§ DESCRIPTION OF THE TASK
Please print the lines of the data below without changes, starting with the line that contains "Each instance of the mirror" and going on through the last line of the data. Output only those lines.

+++++

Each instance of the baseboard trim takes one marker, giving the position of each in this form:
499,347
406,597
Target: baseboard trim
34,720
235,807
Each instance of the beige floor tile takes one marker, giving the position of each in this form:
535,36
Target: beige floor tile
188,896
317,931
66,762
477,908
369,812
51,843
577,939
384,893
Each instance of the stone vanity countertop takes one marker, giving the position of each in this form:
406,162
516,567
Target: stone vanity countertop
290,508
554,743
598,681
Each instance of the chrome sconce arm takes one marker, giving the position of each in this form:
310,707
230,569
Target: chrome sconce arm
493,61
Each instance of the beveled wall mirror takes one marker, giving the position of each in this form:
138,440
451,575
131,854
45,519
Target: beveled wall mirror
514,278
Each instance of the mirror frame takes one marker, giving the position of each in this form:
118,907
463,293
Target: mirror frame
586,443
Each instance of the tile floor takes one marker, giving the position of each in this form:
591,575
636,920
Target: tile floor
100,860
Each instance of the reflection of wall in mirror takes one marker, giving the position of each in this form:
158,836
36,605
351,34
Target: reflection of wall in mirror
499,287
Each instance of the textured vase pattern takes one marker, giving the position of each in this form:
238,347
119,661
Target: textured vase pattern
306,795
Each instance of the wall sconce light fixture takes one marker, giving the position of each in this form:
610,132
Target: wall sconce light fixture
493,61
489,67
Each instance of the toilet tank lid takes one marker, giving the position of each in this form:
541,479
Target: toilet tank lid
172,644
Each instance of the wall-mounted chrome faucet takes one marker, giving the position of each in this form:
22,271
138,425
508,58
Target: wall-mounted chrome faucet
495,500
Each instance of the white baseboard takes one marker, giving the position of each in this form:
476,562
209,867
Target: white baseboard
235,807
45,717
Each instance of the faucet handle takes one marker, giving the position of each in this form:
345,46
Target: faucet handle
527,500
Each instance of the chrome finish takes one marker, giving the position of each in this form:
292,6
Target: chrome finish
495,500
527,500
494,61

+++++

§ CORRECT ANSWER
Each instance of the mirror frame takes one marker, giving the position of each in this form:
118,907
463,293
Target: mirror frame
586,443
Each instance of the tile floor takes one marker, giving the position of each in this form:
591,575
636,920
Target: tile floor
100,860
Each instance of the reflection of wall in mirror takes one marker, giving the position of each in this form:
158,836
36,605
351,34
Target: reflection of wall in mirror
499,287
Each instance of the textured vase pattern takes one marker, giving the position of each in this form:
238,347
119,661
Target: textured vase pattern
306,795
Each instance of the wall sconce light fixture takes one marker, giving the position of each in this form:
610,132
Target: wall sconce light fixture
493,61
489,67
Each instance of the toilet tank lid takes one marker, giving the position of each in this form:
541,479
Target: toilet tank lid
172,644
Each instance of the wall-mounted chrome faucet takes one marker, giving the position of each in this form:
22,271
138,425
508,58
Target: wall-mounted chrome faucet
495,500
Each instance of the white baseboard takes one marker, giving the position of each in this form:
476,562
209,867
Target: white baseboard
235,807
45,717
Each instance of the faucet handle takes one marker, giving the position of each in this form:
345,46
Target: faucet handle
527,500
Each instance of the chrome finish takes one marker, giving the position of each in this form:
292,6
Target: chrome finish
495,500
527,500
494,61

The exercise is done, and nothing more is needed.